=== Dataset rows ===
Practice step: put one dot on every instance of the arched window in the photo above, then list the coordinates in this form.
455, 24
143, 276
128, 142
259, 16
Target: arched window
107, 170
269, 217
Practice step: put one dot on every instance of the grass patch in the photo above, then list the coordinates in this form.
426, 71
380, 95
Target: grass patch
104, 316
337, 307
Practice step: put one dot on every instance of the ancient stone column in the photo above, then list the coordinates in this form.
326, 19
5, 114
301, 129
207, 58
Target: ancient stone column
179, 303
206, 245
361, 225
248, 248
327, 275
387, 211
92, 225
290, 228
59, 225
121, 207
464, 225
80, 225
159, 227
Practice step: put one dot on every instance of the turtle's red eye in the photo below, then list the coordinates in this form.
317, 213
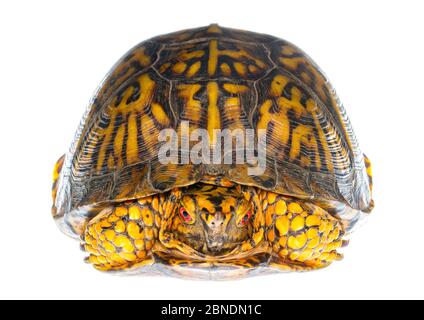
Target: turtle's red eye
185, 215
245, 220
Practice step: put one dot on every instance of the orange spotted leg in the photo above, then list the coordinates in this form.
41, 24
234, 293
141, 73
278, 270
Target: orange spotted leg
122, 236
302, 235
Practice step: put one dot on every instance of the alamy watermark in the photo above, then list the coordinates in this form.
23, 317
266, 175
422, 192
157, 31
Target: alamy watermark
199, 146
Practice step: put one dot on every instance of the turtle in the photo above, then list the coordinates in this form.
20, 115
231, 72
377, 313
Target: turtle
142, 197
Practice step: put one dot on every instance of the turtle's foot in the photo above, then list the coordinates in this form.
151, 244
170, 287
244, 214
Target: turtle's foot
303, 236
122, 236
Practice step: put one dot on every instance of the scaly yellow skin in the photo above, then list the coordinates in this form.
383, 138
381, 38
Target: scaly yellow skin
295, 235
215, 79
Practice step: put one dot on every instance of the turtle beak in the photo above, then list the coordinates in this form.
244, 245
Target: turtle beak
215, 233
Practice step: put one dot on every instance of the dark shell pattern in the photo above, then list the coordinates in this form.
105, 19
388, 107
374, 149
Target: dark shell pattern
247, 81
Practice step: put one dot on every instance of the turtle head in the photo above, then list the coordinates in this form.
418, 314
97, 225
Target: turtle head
212, 220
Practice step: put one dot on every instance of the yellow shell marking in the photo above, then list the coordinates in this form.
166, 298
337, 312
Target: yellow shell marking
214, 118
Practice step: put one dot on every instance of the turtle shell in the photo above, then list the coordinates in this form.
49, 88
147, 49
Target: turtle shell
246, 81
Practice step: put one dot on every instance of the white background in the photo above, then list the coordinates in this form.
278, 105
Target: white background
52, 56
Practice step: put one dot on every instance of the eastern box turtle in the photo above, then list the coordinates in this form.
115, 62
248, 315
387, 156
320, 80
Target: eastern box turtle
135, 212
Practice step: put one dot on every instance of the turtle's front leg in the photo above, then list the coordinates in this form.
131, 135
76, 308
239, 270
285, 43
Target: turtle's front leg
122, 235
303, 236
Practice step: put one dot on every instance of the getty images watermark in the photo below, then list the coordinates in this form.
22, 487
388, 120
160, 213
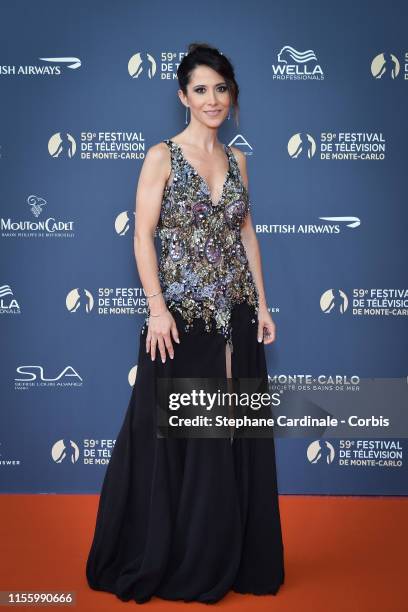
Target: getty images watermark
246, 407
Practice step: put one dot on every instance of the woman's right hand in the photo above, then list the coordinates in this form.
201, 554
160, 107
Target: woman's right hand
159, 334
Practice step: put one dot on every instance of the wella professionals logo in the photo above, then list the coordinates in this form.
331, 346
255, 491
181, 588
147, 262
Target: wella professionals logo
8, 303
385, 65
334, 300
62, 144
53, 66
241, 143
297, 65
142, 65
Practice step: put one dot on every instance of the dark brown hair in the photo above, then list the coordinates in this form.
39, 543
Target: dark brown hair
199, 54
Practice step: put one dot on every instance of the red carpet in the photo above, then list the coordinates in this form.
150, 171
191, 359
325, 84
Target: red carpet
341, 553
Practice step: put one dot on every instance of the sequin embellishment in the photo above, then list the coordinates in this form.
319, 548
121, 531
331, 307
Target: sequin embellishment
203, 267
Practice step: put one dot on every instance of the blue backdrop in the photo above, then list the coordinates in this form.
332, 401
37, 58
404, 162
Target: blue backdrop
86, 89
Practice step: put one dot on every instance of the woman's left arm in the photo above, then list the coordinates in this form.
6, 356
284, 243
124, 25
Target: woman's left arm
266, 326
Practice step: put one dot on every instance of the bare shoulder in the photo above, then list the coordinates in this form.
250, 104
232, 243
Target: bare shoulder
241, 160
240, 157
158, 153
157, 160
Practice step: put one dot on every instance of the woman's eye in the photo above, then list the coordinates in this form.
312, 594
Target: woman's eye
221, 88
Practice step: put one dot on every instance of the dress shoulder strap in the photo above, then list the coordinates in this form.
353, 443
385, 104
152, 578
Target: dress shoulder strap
175, 158
234, 162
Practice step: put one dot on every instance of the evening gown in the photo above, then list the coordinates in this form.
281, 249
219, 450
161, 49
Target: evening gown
193, 518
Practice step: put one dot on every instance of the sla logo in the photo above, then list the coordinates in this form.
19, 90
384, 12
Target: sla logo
297, 65
139, 63
334, 300
320, 450
385, 63
79, 298
241, 143
8, 305
301, 145
36, 372
63, 450
132, 375
62, 144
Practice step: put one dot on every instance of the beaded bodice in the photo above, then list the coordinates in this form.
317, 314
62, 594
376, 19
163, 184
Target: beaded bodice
203, 267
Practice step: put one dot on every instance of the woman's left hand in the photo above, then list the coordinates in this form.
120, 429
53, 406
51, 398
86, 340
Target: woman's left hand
266, 327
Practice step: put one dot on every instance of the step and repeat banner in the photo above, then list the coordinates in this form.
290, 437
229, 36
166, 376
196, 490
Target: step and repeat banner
86, 89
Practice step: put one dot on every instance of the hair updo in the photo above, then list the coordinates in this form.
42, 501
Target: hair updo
202, 54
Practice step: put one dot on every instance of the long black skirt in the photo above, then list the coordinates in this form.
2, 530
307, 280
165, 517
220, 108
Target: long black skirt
189, 518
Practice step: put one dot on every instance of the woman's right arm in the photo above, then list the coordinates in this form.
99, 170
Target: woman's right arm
149, 193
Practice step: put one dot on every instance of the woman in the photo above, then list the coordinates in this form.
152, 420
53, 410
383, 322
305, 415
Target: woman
192, 518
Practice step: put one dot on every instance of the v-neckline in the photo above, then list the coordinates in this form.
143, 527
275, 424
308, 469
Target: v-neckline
214, 204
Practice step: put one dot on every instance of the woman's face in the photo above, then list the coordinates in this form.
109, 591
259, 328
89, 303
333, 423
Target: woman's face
207, 96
===
### Problem
Extract every line of the records above word for word, in their original order, and leave out the pictures.

### Result for this task
Practice step: put one dot on every instance of the arched window in the photo above, then list the coordinates in this form.
455, 24
143, 276
128, 142
259, 16
Target: arched window
107, 170
269, 217
Practice step: put one dot on every instance of the grass patch in the photo above, then list the coordinates in this form.
426, 71
380, 95
Target: grass patch
104, 316
337, 307
Practice step: put one dot on every instance of the ancient stone column in the photo above, then list the coordinates in this form.
326, 19
5, 114
301, 129
207, 58
Target: ancient stone column
179, 303
206, 245
361, 225
248, 248
327, 275
387, 211
92, 225
290, 228
59, 225
121, 207
464, 225
80, 225
159, 227
Practice step: put one dot on every instance of the turtle's red eye in the photo below, then list the coordinates in this form.
317, 213
Target: turtle's red eye
185, 215
245, 220
Practice step: put one dot on every instance of the orange spotted leg in the photo above, then list the coordinates in this form.
41, 24
234, 293
141, 73
278, 270
Target: orange spotted leg
122, 236
302, 235
Practice step: put one dot on every instance of the alamy watermark in the photo above, then list the coordinates in this form.
23, 317
266, 175
422, 192
157, 31
Target: alamy watermark
199, 146
Practice step: put one dot on every instance of the turtle in the photo above, then list the coordinates in this form.
20, 115
231, 72
377, 313
Target: turtle
142, 197
Practice step: put one dot on every instance of the turtle's foot in the photo above, then list the coordinates in this form.
151, 244
170, 287
244, 214
Target: turtle's foot
303, 236
122, 236
Practice step: put one dot on every instance of the scaly yellow skin in the photo above, then list the coordinates in this form.
383, 138
381, 38
Target: scaly yellow skin
295, 235
215, 79
Practice step: put one dot on every instance of the turtle beak in the photo above, then list the coordinates in this form.
244, 245
Target: turtle beak
215, 233
Practice step: put one dot on every instance of the dark shell pattern in the photo above, then list the coordinates in this form.
105, 19
388, 107
374, 149
Target: dark shell pattern
247, 81
Practice step: put one dot on every instance of the turtle head in the photo above, then list the coordinates in this form.
418, 314
97, 225
Target: turtle head
212, 220
Practice step: put one dot on every instance of the yellow shell marking in the photo above, then list the coordinates in this form.
166, 298
337, 312
Target: yellow shell marking
214, 118
Practice step: put one dot on every instance of the turtle shell in the photo above, then list the coordinates in this form.
49, 88
147, 49
Target: turtle shell
246, 81
Practice step: put one dot on every instance of the white background in the photo above, then list the coordinates in this form.
278, 105
Target: white background
52, 56
Practice step: put one dot on every instance of the eastern box turtle in the photo above, then list the coordinates in this form.
115, 62
248, 315
387, 156
320, 80
Target: eastern box turtle
135, 212
Practice step: put one dot on every instance of the turtle's front leg in the photo above, then list the coordinates in this form.
131, 135
76, 308
239, 270
285, 43
Target: turtle's front leg
122, 235
303, 236
Practice step: put one dot on every instance of the getty images watermark in the photo below, then list the coordinates in this form.
22, 487
388, 120
160, 213
Target: getty images watermark
246, 407
Practice step: put one dot on every instance of the woman's right hand in the photo above, then list the coordinates in this form.
201, 554
160, 107
Target: woman's right hand
159, 334
Practice step: put one dot on every instance of the wella professionals logo in the photo above, then list the coordinates in this form.
331, 346
255, 491
181, 588
147, 262
Target: wella professionals logo
8, 303
385, 65
334, 300
62, 144
53, 66
241, 143
297, 65
142, 65
Practice step: put one dot on every instance of the dark brown hair in the photo above, then list the coordinates in this form.
39, 543
Target: dark brown hair
199, 54
Practice step: put one dot on every instance of the red carpet in the photo above, then list the coordinates in this form.
150, 171
191, 359
325, 84
Target: red carpet
341, 553
Practice step: put one dot on every instance of the sequin embellishment in the photo above, then list the coordinates in this form.
319, 548
121, 531
331, 307
Target: sequin embellishment
203, 267
Practice step: put one dot on every instance of the blue backdrop in the photo above, then list the coordinates in this form.
332, 401
37, 58
404, 162
Target: blue backdrop
86, 89
Practice step: put one dot on every instance of the woman's left arm in the photo above, then list the coordinates in this form.
6, 356
284, 243
124, 25
Target: woman's left arm
266, 326
Practice step: put one dot on every instance of the bare shoulder in the photo above, then list the coordinates in this form.
250, 104
232, 243
Target: bare shoulder
241, 160
240, 157
158, 153
157, 160
Practice step: put one dot on every instance of the woman's eye in the photo above, then list the coordinates in this form.
312, 594
Target: woman's eye
221, 88
Practice step: put one dot on every instance of the dress shoulder strap in the photo above, then list the coordinates in this form.
353, 443
385, 104
152, 578
Target: dress shoulder strap
175, 158
234, 162
Practice step: put one dot on every instance of the evening gown in the photo above, then list the coordinates in this form.
281, 249
219, 450
161, 49
Target: evening gown
193, 518
Practice step: put one dot on every instance of the sla logo in the photo above, then list the coordinates in this form.
19, 90
384, 12
Target: sla logo
297, 65
139, 63
334, 300
320, 450
385, 63
79, 298
241, 143
8, 305
301, 145
36, 372
63, 450
132, 375
62, 144
Practice step: put one dot on every instance of the beaded bodice in the photo above, then list the coordinates in this form.
317, 314
62, 594
376, 19
163, 184
Target: beaded bodice
203, 267
Practice step: put one dot on every instance of the woman's left hand in the photo above, then list the coordinates in this form.
120, 429
53, 406
51, 398
86, 340
Target: woman's left hand
266, 327
Practice step: put one dot on every instance of the step and repeat banner in the photo above, then list the coordinates in this form.
290, 437
229, 36
166, 376
196, 490
Target: step and repeat banner
86, 89
Practice step: put one dot on every instance of the hair updo in the photo above, then list the coordinates in this form.
42, 501
Target: hair updo
202, 54
Practice step: put one dot on every instance of the long black skirt in the photo above, then list the coordinates in this form.
2, 530
307, 280
165, 517
220, 108
Target: long black skirt
189, 518
Practice step: put one dot on every instance of the woman's right arm in the photo above, then list the coordinates in this form.
99, 170
Target: woman's right arm
149, 193
Practice step: put one dot on every instance of the woman in the photo above, then list the coordinates in this form.
152, 420
53, 410
383, 322
305, 415
Target: woman
192, 518
Practice step: put one dot on every instance of the v-neckline in the photo above, then list the coordinates in this form.
143, 527
275, 424
308, 469
Target: v-neckline
214, 204
Practice step: put one dot on every instance of the woman's face in the photo above, then list the coordinates in this form.
109, 591
259, 328
89, 303
333, 423
Target: woman's face
207, 96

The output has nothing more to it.